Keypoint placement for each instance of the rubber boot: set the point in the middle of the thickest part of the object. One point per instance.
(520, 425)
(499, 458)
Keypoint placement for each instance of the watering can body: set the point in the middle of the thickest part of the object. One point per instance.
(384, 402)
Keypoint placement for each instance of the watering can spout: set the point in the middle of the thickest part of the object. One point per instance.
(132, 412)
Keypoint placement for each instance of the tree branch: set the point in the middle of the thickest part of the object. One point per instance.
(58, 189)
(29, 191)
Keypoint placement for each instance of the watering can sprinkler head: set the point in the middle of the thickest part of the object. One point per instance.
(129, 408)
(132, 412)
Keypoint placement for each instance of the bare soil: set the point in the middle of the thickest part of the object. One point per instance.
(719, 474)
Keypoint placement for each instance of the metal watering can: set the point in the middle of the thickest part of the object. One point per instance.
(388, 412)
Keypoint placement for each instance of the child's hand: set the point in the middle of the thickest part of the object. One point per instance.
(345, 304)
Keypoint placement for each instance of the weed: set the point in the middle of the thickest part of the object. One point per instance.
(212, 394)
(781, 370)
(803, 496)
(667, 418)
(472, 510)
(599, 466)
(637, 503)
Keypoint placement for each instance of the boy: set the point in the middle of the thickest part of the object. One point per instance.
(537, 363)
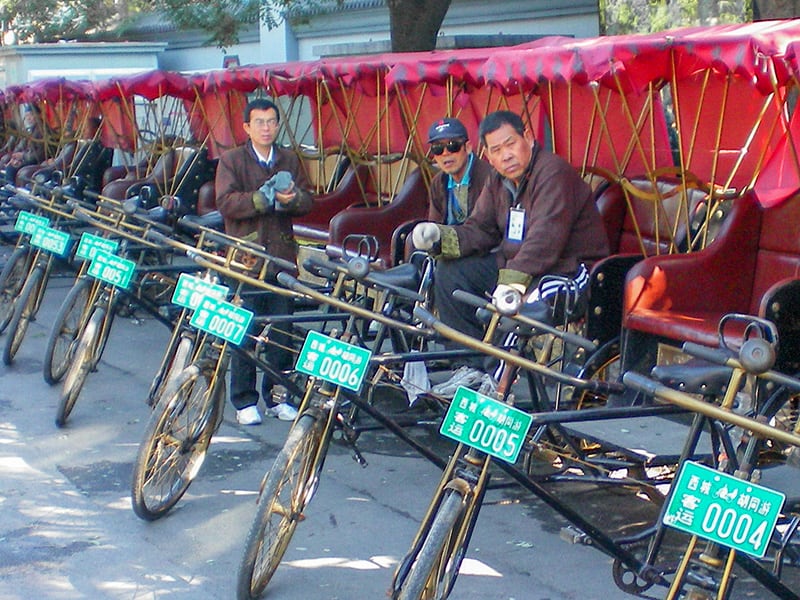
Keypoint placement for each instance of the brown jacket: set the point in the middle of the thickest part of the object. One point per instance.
(562, 225)
(239, 176)
(439, 195)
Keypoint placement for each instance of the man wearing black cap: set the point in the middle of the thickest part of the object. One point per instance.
(534, 217)
(462, 174)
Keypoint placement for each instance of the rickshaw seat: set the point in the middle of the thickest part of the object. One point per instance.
(410, 203)
(753, 267)
(636, 229)
(314, 225)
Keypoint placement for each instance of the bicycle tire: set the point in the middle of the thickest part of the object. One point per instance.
(82, 363)
(295, 472)
(65, 330)
(24, 311)
(163, 383)
(423, 580)
(12, 278)
(175, 443)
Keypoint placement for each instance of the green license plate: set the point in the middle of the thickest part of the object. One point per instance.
(112, 269)
(222, 319)
(90, 244)
(50, 239)
(719, 507)
(190, 289)
(486, 424)
(27, 222)
(333, 360)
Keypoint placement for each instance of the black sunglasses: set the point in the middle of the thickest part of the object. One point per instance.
(452, 147)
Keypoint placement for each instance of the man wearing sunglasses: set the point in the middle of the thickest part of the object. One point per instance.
(455, 188)
(534, 217)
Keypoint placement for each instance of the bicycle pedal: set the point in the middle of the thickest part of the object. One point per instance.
(573, 535)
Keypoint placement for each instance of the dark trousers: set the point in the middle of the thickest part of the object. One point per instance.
(474, 274)
(243, 372)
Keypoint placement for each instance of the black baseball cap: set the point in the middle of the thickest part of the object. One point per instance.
(447, 129)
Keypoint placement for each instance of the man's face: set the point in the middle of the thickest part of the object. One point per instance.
(509, 152)
(451, 155)
(262, 128)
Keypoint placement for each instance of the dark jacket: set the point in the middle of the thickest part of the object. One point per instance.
(437, 209)
(239, 176)
(563, 227)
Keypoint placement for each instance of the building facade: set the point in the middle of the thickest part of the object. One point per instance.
(352, 28)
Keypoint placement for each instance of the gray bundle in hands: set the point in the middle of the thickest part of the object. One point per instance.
(280, 182)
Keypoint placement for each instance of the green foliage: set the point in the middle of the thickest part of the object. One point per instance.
(647, 16)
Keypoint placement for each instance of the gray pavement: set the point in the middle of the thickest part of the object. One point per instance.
(69, 532)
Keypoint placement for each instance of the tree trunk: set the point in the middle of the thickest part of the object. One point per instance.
(414, 24)
(775, 9)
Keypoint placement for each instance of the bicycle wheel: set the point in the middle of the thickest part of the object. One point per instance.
(435, 567)
(12, 278)
(285, 492)
(178, 359)
(64, 332)
(175, 442)
(82, 363)
(24, 312)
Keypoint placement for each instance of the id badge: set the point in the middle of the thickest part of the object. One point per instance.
(516, 224)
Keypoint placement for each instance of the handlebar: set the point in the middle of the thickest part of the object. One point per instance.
(570, 338)
(744, 362)
(604, 387)
(293, 284)
(358, 268)
(654, 389)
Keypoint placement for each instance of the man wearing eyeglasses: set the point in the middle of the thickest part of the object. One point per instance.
(455, 188)
(259, 188)
(534, 217)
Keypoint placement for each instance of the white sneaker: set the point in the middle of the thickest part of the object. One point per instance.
(282, 411)
(488, 385)
(249, 415)
(466, 376)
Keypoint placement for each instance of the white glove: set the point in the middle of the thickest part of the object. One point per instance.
(425, 235)
(507, 298)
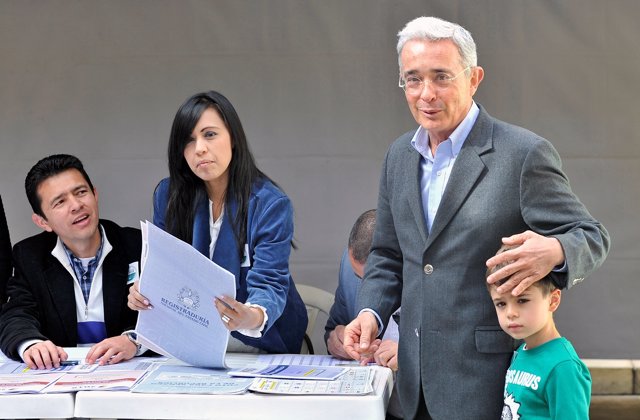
-----
*WHAT THE TASK ASKS*
Locate each line in the material above that contains the word "green" and copy those lines in full.

*ANSWER FOR THE TASK*
Keypoint placement for each instance of the green license plate: set the point in the middle of the thickest part of the object. One point per instance.
Keypoint placement for each instance of the green foliage: set the point in the middle of the thickest part of the object. One point per instance.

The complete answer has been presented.